#### SELECTED EXCERPT
* * * * * * *

Observer - Benjamin Evans
Provocative and mysterious, this fictionalised portrait of the author as a young woman is comic and sensual as well as thematically meaty, touching on memory, witchcraft and male violence.
Mail on Sunday - Hephzibah Anderson
This is playful, self-referential, cerebral stuff . . . [the] unlikely combination comes off marvellously, like a freewheeling doodle by an artist who has spent years perfecting their craft. The humorous, wise voice of SH holds everything lightly together with clever observations on writing, time and imagination.
Sunday Times - Claire Lowdon
A portrait of the artist, certainly, and of New York in the 1970s, which Hustvedt joyously depicts as hot, dirty and cacophonous. But it's also far more than that. As layered as a millefeuille, as dense and knotted as tapestry, it feels, by the time you reach the final pages, less like a novel and more like an intellectual reckoning; an act of investigation into how, as a woman, it is possible to live well in the world, and enter effectively into the conversation about it. It's a mark of Hustvedt's thoroughgoing intelligence that the idea of investigation is another of the novel's explicit themes, as well as an aspect of its undertaking . . . [a] teasing, complex, disconcerting novel
Guardian - Sarah Crown
[Hustvedt] writes beautifully on memory . . . And she captures the power of past narrative to shape a life to come . . . This is a book that merits rereading, not least because it's trying to build something new . . . Hustvedt's novelistic renovation is nostalgic and brave in equal measure. She's made just enough architectural moves to make you look at the space anew.
Daily Telegraph - Sophie Ratcliffe
Reading a Hustvedt novel is like consuming the best of David Lynch on repeat . . . [SH's] gauche girl detective persona conceals (of course) a formidable intellect roving among Hustvedt's favoured subjects of neuroscience, philosophy, literature and gender, and what is most interesting in the book is to see how that gradually assimilates with events around her . . . Ideas somersault nimbly in the novel as memoir jostles with memories . . . both SH and her creator appear, in this intense, high-spirited Bildungsroman, to have come full circle.

* * * * * * *

#### WORK INSTRUCTION A
Answer from the review excerpts:
(i) Which critic is credited under the Sunday Times?
(ii) Which three themes does the Observer excerpt say the portrait touches on?
(iii) Whose best work does the Daily Telegraph excerpt compare reading a Hustvedt novel to consuming on repeat?
#### WORK INSTRUCTION B
Reproduce the review excerpts from "Observer - Benjamin" up to and including "time and imagination.", switching "playful" for "witty".
#### WORK INSTRUCTION C
Continue the review excerpts on the Hustvedt novel from their final line.

#### DATASET SECTION
* * * * * * *

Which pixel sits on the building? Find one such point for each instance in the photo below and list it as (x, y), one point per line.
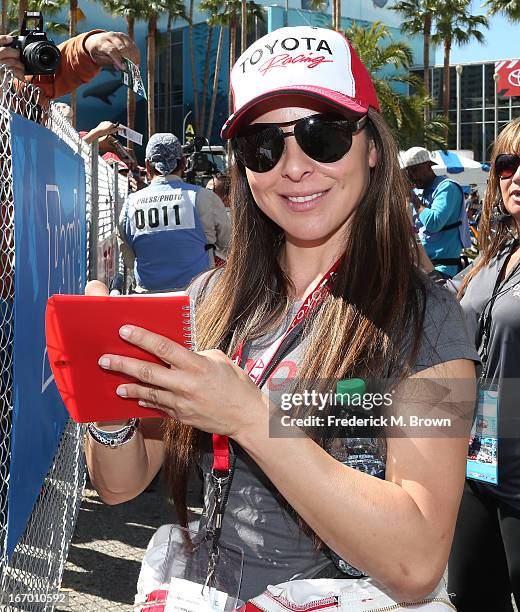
(478, 121)
(105, 97)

* * * * * * *

#### WRITTEN REPLY A
(i) Claire Lowdon
(ii) Memory, witchcraft and male violence
(iii) David Lynch

#### WRITTEN REPLY B
Observer - Benjamin Evans
Provocative and mysterious, this fictionalised portrait of the author as a young woman is comic and sensual as well as thematically meaty, touching on memory, witchcraft and male violence.
Mail on Sunday - Hephzibah Anderson
This is witty, self-referential, cerebral stuff . . . [the] unlikely combination comes off marvellously, like a freewheeling doodle by an artist who has spent years perfecting their craft. The humorous, wise voice of SH holds everything lightly together with clever observations on writing, time and imagination.

#### WRITTEN REPLY C
Financial Times - Catherine Taylor
Captivating, smart and witty
Stylist - Hayley Thompson
Few contemporary writers are as satisfying and stimulating to read as Siri Hustvedt. Her sentences dance with the elation of a brilliant intellect romping through a playground of ideas, and her prose is just as lively when engaged in the development of characters and story. Her wonderful new novel is, among other things, a meditation on memory, selfhood and aging . . . an intricate, multiform text similar in its freewheeling, postmodern structure to Hustvedt's previous masterpiece, The Blazing World. . . how much of this is autobiographical doesn't matter. Any material drawn from the writer's life has been triumphantly transmuted into fiction that skillfully weaves disparate narrative strands into a vast tapestry encompassing personal, political and cultural struggle.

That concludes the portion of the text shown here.